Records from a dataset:
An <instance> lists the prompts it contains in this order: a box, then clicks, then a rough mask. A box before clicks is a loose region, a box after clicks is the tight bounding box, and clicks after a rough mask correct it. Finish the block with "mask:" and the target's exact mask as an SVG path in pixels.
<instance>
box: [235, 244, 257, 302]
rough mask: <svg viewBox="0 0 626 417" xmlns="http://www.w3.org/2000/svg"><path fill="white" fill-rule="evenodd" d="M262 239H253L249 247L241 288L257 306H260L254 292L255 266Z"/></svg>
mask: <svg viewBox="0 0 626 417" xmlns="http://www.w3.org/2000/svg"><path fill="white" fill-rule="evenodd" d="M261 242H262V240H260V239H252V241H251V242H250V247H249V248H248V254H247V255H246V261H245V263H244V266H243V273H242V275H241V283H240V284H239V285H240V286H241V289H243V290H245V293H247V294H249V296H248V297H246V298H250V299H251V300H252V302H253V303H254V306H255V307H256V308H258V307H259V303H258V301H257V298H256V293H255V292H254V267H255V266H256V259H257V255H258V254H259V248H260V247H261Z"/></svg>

**What you have to do**
Every line of the data above belongs in the answer, unchanged.

**Task solution**
An <instance> lists the prompts it contains in this order: a box, then clicks, then a rough mask. A box before clicks is a loose region, a box after clicks is the tight bounding box, and clicks after a rough mask correct it. Finish the block with "mask:" and the target's exact mask as an SVG path in pixels.
<instance>
box: [235, 244, 257, 302]
rough mask: <svg viewBox="0 0 626 417" xmlns="http://www.w3.org/2000/svg"><path fill="white" fill-rule="evenodd" d="M262 239H253L249 247L241 288L257 306H260L254 292L255 266Z"/></svg>
mask: <svg viewBox="0 0 626 417" xmlns="http://www.w3.org/2000/svg"><path fill="white" fill-rule="evenodd" d="M261 242H262V240H260V239H252V241H251V242H250V247H249V248H248V254H247V255H246V261H245V263H244V266H243V273H242V275H241V283H240V284H239V285H240V286H241V289H243V290H245V293H247V294H249V296H248V297H246V298H250V299H251V300H252V302H253V303H254V306H255V307H256V308H258V307H259V303H258V301H257V298H256V293H255V292H254V267H255V266H256V259H257V255H258V254H259V248H260V247H261Z"/></svg>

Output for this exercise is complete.